Starting with the first line of the entries and going on through the line with "[404,125,410,157]", write those lines out again, requests included, and shift every box coordinate in them up by 31. Cover only that stretch, and leave the pictures out.

[Stored data entries]
═══
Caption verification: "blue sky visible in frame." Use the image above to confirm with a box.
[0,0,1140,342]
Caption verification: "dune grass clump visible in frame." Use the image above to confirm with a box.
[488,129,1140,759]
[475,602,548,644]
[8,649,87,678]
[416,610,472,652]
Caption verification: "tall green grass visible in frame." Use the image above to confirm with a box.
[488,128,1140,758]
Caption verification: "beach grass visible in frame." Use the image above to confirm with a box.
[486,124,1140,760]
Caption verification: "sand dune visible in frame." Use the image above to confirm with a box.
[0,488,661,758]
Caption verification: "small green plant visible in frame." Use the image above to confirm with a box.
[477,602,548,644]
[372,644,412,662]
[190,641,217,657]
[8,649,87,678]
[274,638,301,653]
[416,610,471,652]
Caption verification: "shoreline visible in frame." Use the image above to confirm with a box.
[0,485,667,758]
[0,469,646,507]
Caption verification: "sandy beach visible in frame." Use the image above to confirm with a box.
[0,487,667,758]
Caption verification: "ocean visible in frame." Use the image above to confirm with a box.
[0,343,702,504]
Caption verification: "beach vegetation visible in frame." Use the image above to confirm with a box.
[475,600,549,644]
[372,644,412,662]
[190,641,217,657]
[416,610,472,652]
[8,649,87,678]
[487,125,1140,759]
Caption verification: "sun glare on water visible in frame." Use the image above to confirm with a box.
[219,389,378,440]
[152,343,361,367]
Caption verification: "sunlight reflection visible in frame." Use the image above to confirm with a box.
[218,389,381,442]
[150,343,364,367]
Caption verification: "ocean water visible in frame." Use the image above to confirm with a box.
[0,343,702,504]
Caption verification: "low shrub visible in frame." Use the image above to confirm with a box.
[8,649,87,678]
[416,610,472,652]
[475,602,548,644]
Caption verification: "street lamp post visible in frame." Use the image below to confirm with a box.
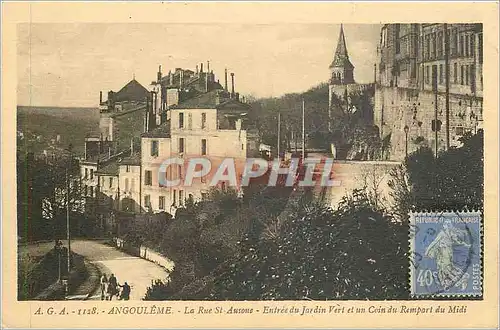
[404,125,410,157]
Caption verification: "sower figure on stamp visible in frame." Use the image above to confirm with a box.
[425,223,470,290]
[108,274,118,300]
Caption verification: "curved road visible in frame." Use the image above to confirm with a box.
[20,240,168,300]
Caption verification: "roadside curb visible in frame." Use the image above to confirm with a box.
[83,261,101,300]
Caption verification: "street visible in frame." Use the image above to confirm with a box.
[20,240,168,300]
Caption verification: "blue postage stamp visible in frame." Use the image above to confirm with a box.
[410,212,483,298]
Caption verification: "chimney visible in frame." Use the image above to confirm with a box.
[231,72,234,97]
[224,69,227,92]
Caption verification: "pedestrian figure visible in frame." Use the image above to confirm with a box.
[101,274,108,300]
[120,282,130,300]
[108,274,118,300]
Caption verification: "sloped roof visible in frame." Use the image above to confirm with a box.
[172,90,250,110]
[119,152,141,165]
[141,120,170,138]
[330,25,354,69]
[97,160,119,175]
[114,79,149,102]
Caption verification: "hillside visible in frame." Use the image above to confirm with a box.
[251,83,328,147]
[17,106,99,157]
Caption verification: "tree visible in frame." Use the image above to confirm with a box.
[390,130,484,216]
[35,156,85,238]
[204,191,408,300]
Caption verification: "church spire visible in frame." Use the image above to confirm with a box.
[330,24,354,68]
[329,24,354,85]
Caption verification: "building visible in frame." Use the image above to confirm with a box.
[141,69,258,214]
[328,24,373,131]
[375,24,483,160]
[80,62,259,227]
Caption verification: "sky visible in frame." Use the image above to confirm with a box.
[17,23,381,107]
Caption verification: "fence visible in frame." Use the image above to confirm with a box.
[113,238,175,272]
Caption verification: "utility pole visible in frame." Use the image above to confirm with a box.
[432,65,439,158]
[302,99,306,161]
[444,23,450,150]
[278,112,281,160]
[66,168,71,277]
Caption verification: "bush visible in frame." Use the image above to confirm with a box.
[203,191,408,300]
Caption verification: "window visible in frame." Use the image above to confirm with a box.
[179,112,184,128]
[469,65,476,89]
[477,33,483,63]
[201,139,207,155]
[151,140,158,157]
[431,33,437,58]
[465,35,470,56]
[179,138,184,153]
[432,65,438,92]
[158,196,165,210]
[469,34,475,56]
[460,36,465,56]
[437,32,443,57]
[177,165,182,179]
[450,30,458,55]
[201,112,207,129]
[394,24,401,54]
[453,63,458,84]
[144,171,153,186]
[425,35,431,59]
[439,64,444,84]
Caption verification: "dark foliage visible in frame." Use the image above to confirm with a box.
[406,130,484,211]
[205,192,408,300]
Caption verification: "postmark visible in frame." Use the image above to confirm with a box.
[409,212,483,298]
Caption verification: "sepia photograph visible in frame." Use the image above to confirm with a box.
[16,21,485,304]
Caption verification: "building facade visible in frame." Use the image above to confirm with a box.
[375,24,483,160]
[80,62,259,223]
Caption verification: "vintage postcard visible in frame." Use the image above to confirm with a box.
[1,2,499,328]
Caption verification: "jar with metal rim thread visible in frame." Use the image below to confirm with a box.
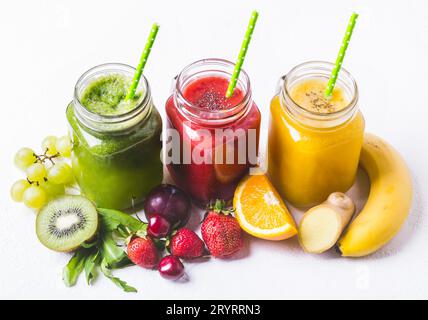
[66,63,163,209]
[165,59,261,206]
[267,61,365,207]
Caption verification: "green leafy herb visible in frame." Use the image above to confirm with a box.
[62,249,88,287]
[85,251,99,285]
[98,208,145,232]
[63,209,147,292]
[100,260,137,292]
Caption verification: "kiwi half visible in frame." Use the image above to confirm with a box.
[36,195,98,252]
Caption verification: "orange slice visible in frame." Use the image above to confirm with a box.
[233,175,297,240]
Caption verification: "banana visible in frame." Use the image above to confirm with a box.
[338,134,413,257]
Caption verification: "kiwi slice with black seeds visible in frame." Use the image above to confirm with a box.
[36,195,98,252]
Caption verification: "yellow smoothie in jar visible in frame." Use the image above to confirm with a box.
[268,77,364,207]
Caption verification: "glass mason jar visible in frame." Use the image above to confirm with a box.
[67,63,163,209]
[165,59,261,205]
[268,61,364,207]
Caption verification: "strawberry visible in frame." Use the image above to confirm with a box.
[169,228,205,259]
[128,237,159,269]
[201,200,243,258]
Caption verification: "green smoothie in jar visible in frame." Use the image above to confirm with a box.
[67,64,163,209]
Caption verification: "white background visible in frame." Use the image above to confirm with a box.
[0,0,428,299]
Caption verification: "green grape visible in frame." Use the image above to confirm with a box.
[42,136,57,156]
[26,163,47,183]
[56,135,71,158]
[22,185,46,209]
[10,179,30,202]
[14,148,37,170]
[48,162,73,184]
[40,180,65,198]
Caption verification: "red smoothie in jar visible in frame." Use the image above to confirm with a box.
[166,59,261,205]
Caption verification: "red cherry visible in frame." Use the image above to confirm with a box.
[147,214,171,238]
[158,256,184,280]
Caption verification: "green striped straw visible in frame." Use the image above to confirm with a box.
[324,12,358,98]
[125,23,159,100]
[226,10,259,98]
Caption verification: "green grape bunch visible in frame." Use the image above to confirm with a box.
[10,135,74,209]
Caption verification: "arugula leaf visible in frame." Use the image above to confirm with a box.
[85,250,99,285]
[98,208,145,232]
[62,249,88,287]
[100,232,127,268]
[100,259,137,292]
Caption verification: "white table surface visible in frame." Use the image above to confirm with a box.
[0,0,428,299]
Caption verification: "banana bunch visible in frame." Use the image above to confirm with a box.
═══
**Correct output:**
Caption verification: "blue sky visible in frame." Use the image above to confirm with a box.
[31,31,1171,373]
Caption verification: "dune grass clump visible in frame." Use the image above to confirm with a box.
[519,160,1171,790]
[506,633,579,675]
[39,680,118,709]
[447,641,503,683]
Caption verification: "tall green grass visible in frame." Use the image above to confirm with a box.
[519,159,1171,789]
Caption verification: "beach grass visible in frame." Use the image above to confirm with a box.
[517,155,1171,791]
Caption verification: "sand dune visible in frame." Use the image above to confirm with a box.
[31,519,692,789]
Caption verification: "small green plant visible in frame." Use the image above to confirm with a box.
[508,633,579,675]
[403,675,443,693]
[221,672,248,688]
[39,680,118,709]
[305,669,332,684]
[447,641,502,683]
Caption verification: "shoreline visible in frame." Use the image above to confirm with a box.
[31,516,698,789]
[31,500,677,538]
Caption verification: "sandy beach visible in frame." Use the image above to confirm with a box.
[31,518,698,789]
Caption verification: "ocean visible in frame." Use the image above to confirm with a box.
[31,374,733,535]
Caption verification: "beach vegetation visible in frame." Use the image above to confirm with a box.
[506,631,580,675]
[403,675,443,693]
[221,672,248,688]
[447,641,503,683]
[39,680,118,709]
[518,156,1171,790]
Caption verification: "sun glare on water visible in frame." Use the image above to confirm with a box.
[250,420,409,471]
[183,374,392,398]
Caption verification: "sunlight reflection visible in frame." Use the image above to confirm with a box.
[249,420,412,473]
[181,374,395,398]
Caption verification: "ocean water visible in frame." Use the image above to confirm with a box.
[31,374,733,535]
Caption verification: "low shrub visible in frame." Use the image above to confirm with a box.
[39,680,118,709]
[447,641,503,683]
[506,633,579,675]
Caption verification: "street lamp post visible in frame." Use the image below to confirm with a box.
[435,156,441,188]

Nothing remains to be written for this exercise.